**Исходный текст:**
Из поездки Гёте вернулся, по его собственному утверждению, обновленным и возрожденным к творчеству. Всплеск созидательной энергии, порожденный поездкой, подарил миру немало шедевров, вышедших из-под пера Гёте в последующие несколько лет. Его итальянское «паломничество» в мир классической Античности, живой истории и роскошной южной природы оставило глубокий след как в жизни самого поэта, так и в мировой культуре. «Итальянское путешествие» стало важнейшим вкладом в развитие литературы путешествий, но не менее значим этот дневник в творческой биографии самого Гёте, а также в качестве примера мемуарно-психологической прозы, как документ, свидетельствующий о глобальном духовном перевороте в душе величайшего человека своего времени.
Первое итальянское путешествие
И я в Аркадии!

**Набор данных:**
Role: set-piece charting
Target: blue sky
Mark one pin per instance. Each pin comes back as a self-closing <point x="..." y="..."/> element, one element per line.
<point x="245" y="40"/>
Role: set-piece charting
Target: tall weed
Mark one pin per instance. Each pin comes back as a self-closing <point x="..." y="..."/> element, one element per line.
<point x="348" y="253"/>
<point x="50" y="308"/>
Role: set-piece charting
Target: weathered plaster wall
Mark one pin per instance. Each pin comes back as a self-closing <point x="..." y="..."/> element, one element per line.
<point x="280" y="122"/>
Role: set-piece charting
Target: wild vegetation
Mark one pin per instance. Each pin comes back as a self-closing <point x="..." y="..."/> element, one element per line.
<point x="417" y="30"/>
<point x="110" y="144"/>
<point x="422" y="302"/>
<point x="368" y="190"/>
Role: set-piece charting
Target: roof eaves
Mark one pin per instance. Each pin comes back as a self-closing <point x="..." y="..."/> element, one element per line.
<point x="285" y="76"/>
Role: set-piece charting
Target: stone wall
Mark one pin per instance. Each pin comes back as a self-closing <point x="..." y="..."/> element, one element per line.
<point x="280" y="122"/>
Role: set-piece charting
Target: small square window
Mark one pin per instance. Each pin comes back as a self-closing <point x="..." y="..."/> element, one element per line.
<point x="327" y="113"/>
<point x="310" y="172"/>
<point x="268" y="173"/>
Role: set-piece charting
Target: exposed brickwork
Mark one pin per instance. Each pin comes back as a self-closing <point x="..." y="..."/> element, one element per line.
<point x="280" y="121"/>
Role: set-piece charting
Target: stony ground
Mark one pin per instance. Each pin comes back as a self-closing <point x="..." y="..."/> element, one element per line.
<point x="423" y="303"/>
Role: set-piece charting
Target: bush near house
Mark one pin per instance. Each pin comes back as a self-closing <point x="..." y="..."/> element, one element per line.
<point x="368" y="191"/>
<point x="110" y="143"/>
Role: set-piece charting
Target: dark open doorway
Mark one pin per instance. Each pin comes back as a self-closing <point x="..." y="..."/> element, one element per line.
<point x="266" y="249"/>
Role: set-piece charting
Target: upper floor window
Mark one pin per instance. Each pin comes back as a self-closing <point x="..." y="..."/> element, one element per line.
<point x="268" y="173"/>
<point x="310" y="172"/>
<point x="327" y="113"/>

**Список заданий:**
**A)** Каким, по собственному утверждению Гёте, он вернулся из поездки, согласно исходному тексту о его путешествии в Италию?
**B)** Подхватите исходный текст о путешествии Гёте в Италию и продолжите его со следующей строки после последней.

**Ответы:**
**A)** Обновленным и возрожденным к творчеству.

**B)**
От Карлсбада до Бреннера
3 сентября 1786 г.
В три часа поутру я украдкой выбрался из Карлсбада, иначе меня бы не отпустили. Здешнее общество пожелало дружелюбно и радостно отпраздновать двадцать восьмое августа, день моего рождения, тем самым оно приобрело право несколько задержать меня, но больше мне здесь мешкать было нельзя. В полном одиночестве я сел в почтовую карету, имея при себе только чемодан да баул на крыше, и к половине восьмого прекрасного тихого и туманного утра добрался до Цводы. Верхние перистые облака плыли быстро, нижние медленно и тяжело. Я решил, что это доброе предзнаменование, и понадеялся после дурного лета на погожую осень. В жаркий солнечный полдень я был уже в Эгере и вдруг вспомнил, что этот городок расположен на одной широте с моим родным городом, и обрадовался, что в ясный день пообедаю на воздухе под пятидесятым градусом.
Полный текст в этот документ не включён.